### PROVIDED PASSAGE:
5 Data Science Trends in the Next 5 Years
This field is large enough that it’s a bit impossible to deeply cover all the things that can happen in the coming 5 years for it. Important data science trends that I foresee but won’t cover here are specific applications of data science in unique domains, integrating of low-code/no-code tools in the tech stack, and other narrowly focused insights.
This is going to be a focus on the general, broad themes of change among data science trends I see coming to stay in the next half-decade. This isn’t an exhaustive list, but it does cover a lot of the issues that are currently faced in practice today:
- Better Naming Conventions
- Sustainable Applications Outside of Technology Industries
- Data-centric Modeling
- Decision Science Expertise
- Data Science Creator Economy
1. Better Naming Conventions
The title of the Data Scientist has been a big issue for many in the industry mainly because of the ambiguity around what the role entails and what the company needs. Although I believe the job descriptions have largely become clearer and concise, the job profiles are just starting to become normalized.
This shift is important because it represents the maturity that the craft is achieving. Ultimately, I see these job families being sorted out as data science trends:
- Data Analyst / Product Data Scientist / Analytics Engineer
I think Data Analyst is a phenomenal entry-level role for the industry, but because of that it often gets written off as “easy” or “basic” when, in reality, it commands its depth of expertise. I see Senior Analyst involving a lot more experimentation and A/B testing knowledge that can partner incredibly effectively with Product Owners and Scrum teams.
I hypothesize that this function will be one of the hottest tech jobs in the coming years. As roles like Analytics Engineer start claiming the respect they deserve, it will be a function where people are empowered to be creative, design-oriented, fast learners and executers, and applicable to any domain. This will naturally follow as the role of the Data Scientist gets split up over time (see MLE below).
- Research Scientist
This one has been probably the first to be fleshed out and understood. Typically held for PhDs and responsible for pushing the boundaries of AI in our society, primarily dealing with Deep Learning and Reinforcement Learning.
- Machine Learning Engineer
Since this is where I operate, I have lots of thoughts about it. I believe the traditional Data Scientist today and Machine Learning Engineer will coalesce to just be the Machine Learning Engineer. It more precisely represents what the job function is as well; building end-to-end machine learning systems at scale. Today, most MLEs seem to be responsible for the model post-production and Data Scientists handle the realm before. This can be problematic over time with the handoff of responsibilities for long-term model deployments so it’s much more effective to have a team have oversight end-to-end.
As new tools are coming out and Python/Jupyter integration to Excel is getting rolled out, the PoC work that gets done in Jupyter is likely to be work that Analysts (Senior level probably if it involves PoC for modeling) primarily do. The reason is that this part of the craft is getting easier to do at a fast pace. This last point is important because I’m not saying this part of the craft is easy or that an Analyst’s work is trivial; it’s a deep domain of difficulties that should be respected. I am claiming that the Analyst’s excellence is speed and if they’re able to run analytics ranging from metrics, EDA, statistical testing, and more at a faster pace across the tools they use then this naturally starts to fit in their wheelhouse as tools evolve (see Cassie Kozyrkov’s great piece on the excellence of the data analyst here: https://towardsdatascience.com/what-makes-a-data-analyst-excellent-17ee4651c6db).

### RECORDS FOR THIS EXERCISE:
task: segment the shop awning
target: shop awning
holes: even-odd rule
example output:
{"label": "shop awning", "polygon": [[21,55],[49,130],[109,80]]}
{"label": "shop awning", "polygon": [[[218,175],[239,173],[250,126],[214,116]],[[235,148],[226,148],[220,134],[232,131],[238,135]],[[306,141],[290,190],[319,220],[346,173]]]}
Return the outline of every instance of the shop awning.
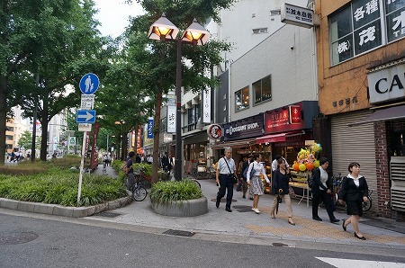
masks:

### TO-DO LIST:
[1] Rewrite the labeling rows above, replacing "shop awning" with "storefront canopy" everywhere it appears and keeping everything else the same. Leave the pictures out.
[2] Continue the piece on data science trends from its last sentence.

### RESULTS:
[1]
task: segment the storefront canopy
target: storefront canopy
holes: even-odd rule
example output:
{"label": "storefront canopy", "polygon": [[21,55],[49,130],[109,80]]}
{"label": "storefront canopy", "polygon": [[[218,175],[239,173],[250,126],[214,116]],[[235,148],[226,148],[220,134],[232,131],[238,135]],[[306,141],[290,190],[319,220],[346,173]]]}
Return the outline of every instance of the storefront canopy.
masks:

[2]
This may ask Data Scientists of today to pick a track based on their skillset & interest — are they more of an Analytics DS or a Machine Learning DS? Notice how I didn’t say a Software Engineering DS. Coding is needed for all the roles I’m discussing here. Although some require a higher proficiency in coding ability, everyone should be expected to and able to write clean and reusable code. To me, it’s like telling someone to do science without expecting them to follow the scientific method or the standard guidelines set by the scientific community.
- Data Engineer
This is also another role that’s here to stay and is well understood. Data Engineers curate and source datasets from the company’s existing data sources (Lakes, Warehouses, etc.) and can have primary oversight on how the data streams into the modeling and deployment pipeline.
2. Sustainable Applications Outside of Technology Industries
So far, we’ve seen widespread adoption of AI/ML/DS primarily in consumer tech, advertising, and marketing domains. There are a handful of companies working with Deep Learning making substantial progress for Computer Vision and NLP, but the reality is that not everyone is doing Deep Learning applications. Most scenarios are structured data problems for which Deep Learning isn’t the most effective solution.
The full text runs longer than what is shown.